[Pointing and labeling entries]

>>>>>

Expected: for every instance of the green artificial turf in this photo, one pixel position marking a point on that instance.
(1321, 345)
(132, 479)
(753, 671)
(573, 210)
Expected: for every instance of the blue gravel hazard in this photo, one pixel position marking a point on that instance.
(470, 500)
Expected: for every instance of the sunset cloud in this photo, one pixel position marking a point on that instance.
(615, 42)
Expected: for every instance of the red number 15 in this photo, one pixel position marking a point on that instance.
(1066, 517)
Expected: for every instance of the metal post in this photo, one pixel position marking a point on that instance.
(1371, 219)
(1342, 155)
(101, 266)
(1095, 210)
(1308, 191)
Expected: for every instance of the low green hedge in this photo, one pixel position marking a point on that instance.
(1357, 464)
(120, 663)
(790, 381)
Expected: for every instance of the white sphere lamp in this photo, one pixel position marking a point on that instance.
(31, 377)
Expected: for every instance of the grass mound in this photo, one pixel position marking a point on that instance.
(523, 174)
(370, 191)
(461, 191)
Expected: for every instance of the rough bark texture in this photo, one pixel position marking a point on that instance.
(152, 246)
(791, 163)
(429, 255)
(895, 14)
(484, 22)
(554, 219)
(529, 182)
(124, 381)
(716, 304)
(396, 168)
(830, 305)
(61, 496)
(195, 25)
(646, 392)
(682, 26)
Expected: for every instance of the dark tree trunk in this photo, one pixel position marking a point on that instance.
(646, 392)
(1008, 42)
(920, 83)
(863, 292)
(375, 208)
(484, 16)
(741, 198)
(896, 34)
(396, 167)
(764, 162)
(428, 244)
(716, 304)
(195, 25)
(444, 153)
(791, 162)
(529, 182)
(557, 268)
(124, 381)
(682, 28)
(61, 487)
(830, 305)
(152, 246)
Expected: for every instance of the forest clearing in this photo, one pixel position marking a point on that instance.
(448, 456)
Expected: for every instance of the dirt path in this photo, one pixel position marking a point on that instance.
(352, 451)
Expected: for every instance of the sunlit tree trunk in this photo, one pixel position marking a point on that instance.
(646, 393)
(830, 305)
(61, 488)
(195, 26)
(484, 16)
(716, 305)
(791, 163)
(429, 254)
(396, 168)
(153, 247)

<<<<<

## Task statement
Rewrite the items from the line containing "Expected: for every instance of the rough" through the end of the items, swapping "trunk" for "stem" and leaving everything else unchanged.

## Written response
Expected: for every instance of the rough bark texture in this photo, one pixel position marking a point on that instance.
(152, 246)
(791, 163)
(429, 255)
(895, 14)
(484, 22)
(554, 219)
(529, 182)
(124, 381)
(716, 304)
(396, 168)
(830, 305)
(61, 496)
(195, 25)
(646, 392)
(682, 26)
Expected: for every instance of the dark tree stem in this photo, one pixel position marking a point on that instance.
(646, 392)
(1008, 42)
(920, 83)
(863, 292)
(375, 208)
(484, 16)
(741, 198)
(896, 34)
(396, 167)
(764, 162)
(428, 244)
(716, 304)
(195, 25)
(444, 153)
(791, 162)
(529, 182)
(557, 268)
(124, 381)
(682, 28)
(61, 487)
(830, 305)
(152, 246)
Expected: for every instance of the forest clearing in this photo, one pixel position marking a point on that instance.
(448, 456)
Expected: for every instance of the dirt path in this photo, one pixel position marking a point on that instance.
(352, 451)
Expected: for every instance of the sunlit tree stem in this photo, one pixel position marking a point on that instance.
(646, 393)
(830, 305)
(61, 488)
(195, 26)
(484, 16)
(716, 305)
(791, 163)
(429, 254)
(396, 168)
(153, 247)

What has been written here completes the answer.